GIVEN PASSAGE

[Begin]

True Heroines Saluted

Above & Beyond Self-ordained Heroes
I believe this lady, Vivian Mannerud, is a true American heroine.
Vivian owned an airline brokerage business in the Miami area.
         This is Vivian the morning after she was bombed out of business. A brave lady, Vivian had been warned about how dangerous it is to own a business that might...just might...benefit the island of Cuba. That wasn't her plan necessarily. She was more interested in making an honest living...and helping Miami's Cuban-American community that, unlike other Americans, could legally fly back-and-forth to Cuba. Still, she was bombed out of business, not unlike many car-bombs and business-bombs in the Miami area had discouraged anything that could, even remotely, be associated with benefiting Cuba. Later, Vivian herself told me that she was not surprised that the crime that put her out of business was not "seriously" investigated.
         This week Vivian Mannerud took particular notice that President Obama's administration, in bravely attempting to normalize relations with Cuba, licensed four ferry companies in Miami, Orlando, and Fort Lauderdale to travel back-and-forth from Miami to Havana, if Cuba approves, for the first time since 1960. AND GUESS WHO RECEIVED THE VERY FIRST LICENSE FROM THE U. S. GOVERMENT TO TAKE ADVANTAGE OF SUCH TRAVEL RELATED TO CUBA?  If you guessed Vivian Mannerud, you would be correct! On her Facebook page Wednesday Vivian wrote: "Got my ferry/vessel/ship license. 1st one issued. Yippie."
       This is the confirmation letter Vivian received from the U. S. Government this week confirming she and her "Airlines Brokers Company, Inc." as the very first licensed recipient with permission to conduct travel between Miami and Havana. Was the brave and decent President of the United States remembering how Vivian's Airlines Brokers Company had been bombed out of business? I think he was. What do you think?
 And Speaking of heroines.............
     
   Ruby Bridges {Wikipedia} is a true American heroine although she is not nearly as well known as many self-ordained  American heroes who too often are fueled primarily by nepotism and greed. Ruby was born 60 years ago in Tylertown, Mississippi. She attended William Frantz Elementary School in Tylertown and later graduated from Tulane University in New Orleans. The elementary school in Alameda, California, is named for her. A beautiful song -- "Ruby's Shoes" -- was written by Lori McKenna to honor Ruby. An inspiring 1998 movie was entitled "Ruby Bridges." In 2001 President Bill Clinton honored Ruby with the Presidential Citizens Medal." Today Ruby and her husband live a quiet, successful life in New Orleans with their four sons.

[End]

JOB A
Can you repeat the listing's stretch from the line containing "Check that each instance of the green mint" through the line containing "<point>144,146</point>", substituting "basil leaf" for "mint leaf" and leaving everything else as it is?

SOURCE MATERIAL

[Begin]

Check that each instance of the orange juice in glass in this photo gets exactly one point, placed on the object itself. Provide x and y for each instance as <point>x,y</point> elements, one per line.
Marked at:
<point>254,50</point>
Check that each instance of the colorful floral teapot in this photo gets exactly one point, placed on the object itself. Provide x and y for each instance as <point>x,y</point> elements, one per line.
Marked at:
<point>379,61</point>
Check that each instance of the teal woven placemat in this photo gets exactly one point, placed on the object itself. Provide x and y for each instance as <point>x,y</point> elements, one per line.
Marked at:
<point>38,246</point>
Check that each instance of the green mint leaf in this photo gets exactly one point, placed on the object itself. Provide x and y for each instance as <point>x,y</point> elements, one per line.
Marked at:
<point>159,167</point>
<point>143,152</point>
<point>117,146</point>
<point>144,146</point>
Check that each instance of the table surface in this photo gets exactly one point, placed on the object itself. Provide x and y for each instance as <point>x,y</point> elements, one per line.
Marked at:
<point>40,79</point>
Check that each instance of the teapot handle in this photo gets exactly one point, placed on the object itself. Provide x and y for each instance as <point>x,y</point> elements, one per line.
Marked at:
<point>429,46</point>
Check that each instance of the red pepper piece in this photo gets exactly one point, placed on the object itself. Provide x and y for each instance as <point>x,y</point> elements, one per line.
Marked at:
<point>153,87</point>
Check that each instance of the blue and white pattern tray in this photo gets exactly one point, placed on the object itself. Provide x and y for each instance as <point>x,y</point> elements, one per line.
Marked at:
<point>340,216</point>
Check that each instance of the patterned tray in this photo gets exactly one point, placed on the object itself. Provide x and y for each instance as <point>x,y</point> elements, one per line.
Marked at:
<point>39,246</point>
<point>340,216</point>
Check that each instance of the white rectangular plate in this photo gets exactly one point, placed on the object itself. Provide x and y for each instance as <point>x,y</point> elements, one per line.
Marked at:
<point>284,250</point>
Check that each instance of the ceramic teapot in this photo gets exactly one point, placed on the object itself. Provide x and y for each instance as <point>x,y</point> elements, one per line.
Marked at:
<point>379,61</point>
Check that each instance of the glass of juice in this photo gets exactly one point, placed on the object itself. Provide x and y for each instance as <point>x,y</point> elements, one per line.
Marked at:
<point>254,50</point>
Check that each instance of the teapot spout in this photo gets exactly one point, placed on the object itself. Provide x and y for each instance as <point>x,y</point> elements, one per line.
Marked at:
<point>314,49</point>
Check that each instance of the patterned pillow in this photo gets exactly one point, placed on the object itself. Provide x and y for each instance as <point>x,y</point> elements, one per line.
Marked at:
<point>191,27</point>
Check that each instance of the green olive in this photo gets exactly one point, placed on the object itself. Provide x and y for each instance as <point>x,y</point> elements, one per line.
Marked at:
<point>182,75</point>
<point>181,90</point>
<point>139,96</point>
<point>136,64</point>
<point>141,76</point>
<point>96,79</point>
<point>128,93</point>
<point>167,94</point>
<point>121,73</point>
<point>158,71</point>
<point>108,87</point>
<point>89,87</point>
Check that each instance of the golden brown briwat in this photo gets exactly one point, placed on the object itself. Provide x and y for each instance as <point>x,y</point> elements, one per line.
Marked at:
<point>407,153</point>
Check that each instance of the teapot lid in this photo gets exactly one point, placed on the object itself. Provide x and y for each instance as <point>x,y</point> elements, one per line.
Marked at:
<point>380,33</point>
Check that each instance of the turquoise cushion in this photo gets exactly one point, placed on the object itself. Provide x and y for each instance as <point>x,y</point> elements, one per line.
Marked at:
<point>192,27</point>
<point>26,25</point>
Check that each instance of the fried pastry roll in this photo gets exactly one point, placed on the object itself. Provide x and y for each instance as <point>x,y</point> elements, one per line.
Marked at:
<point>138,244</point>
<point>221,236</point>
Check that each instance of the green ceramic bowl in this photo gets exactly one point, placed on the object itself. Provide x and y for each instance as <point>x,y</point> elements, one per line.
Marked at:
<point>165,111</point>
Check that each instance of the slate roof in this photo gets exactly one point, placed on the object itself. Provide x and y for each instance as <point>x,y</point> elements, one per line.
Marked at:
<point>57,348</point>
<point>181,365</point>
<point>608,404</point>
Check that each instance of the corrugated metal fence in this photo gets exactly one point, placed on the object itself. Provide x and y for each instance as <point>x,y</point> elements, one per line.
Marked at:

[End]

JOB B
Could you proceed with the piece saluting true heroines, picking up after its final sentence?

WRITTEN ANSWER A
Check that each instance of the green basil leaf in this photo gets exactly one point, placed on the object itself. Provide x and y for each instance as <point>x,y</point> elements, one per line.
Marked at:
<point>159,167</point>
<point>143,152</point>
<point>117,146</point>
<point>144,146</point>

WRITTEN ANSWER B
       In 1960 when she was 6-years-old Ruby Bridges bravely and stoically became the first black child in the segregated South to attend an all-white elementary school.
      With "a simple act of courage" in 1960 Ruby Bridges made the United States of America a better place. That was over 54 years ago, and she is still a true heroine.
Norma Rockwell's portrait of Ruby Bridges.
   Toya Graham is a true American heroine. Her fame has nothing to do with nepotism or self-ordained patriotism. Toya is a citizen of Baltimore, Maryland. She is a church-going single mother of six -- five girls and one son. She worked two jobs and bought a home but lost both jobs and was struggling, as many single moms are. The day another young black man died at the hands of police resulted in demonstrations and criminal activity that set much of Baltimore on fire as the world watched. Out of that conflagration the world saw an everyday mom, Toya, emerge as a heroine. Toya noticed her teenage son Michael was not at home and she raced to the dangerous, smoky streets to find him. He wore a hood and a mask but she recognized him and his baggy sweatpants. She screamed, "Drop that brick!" Then, as the world has witnessed over-and-over on video, she slapped and assaulted her son to save him and perhaps save a policeman that could have been the victim of the brick. 
      The images of what Toya Graham did on behalf of her son and the city of Baltimore will remain seared in the consciences of people around the world -- at least for a few days. After that, true American heroines like Toya will be forgotten, especially by well-off politicians who realize that everyday heroines like Toya are not going to contribute a penny to their precious PACs {Political Action Committees}.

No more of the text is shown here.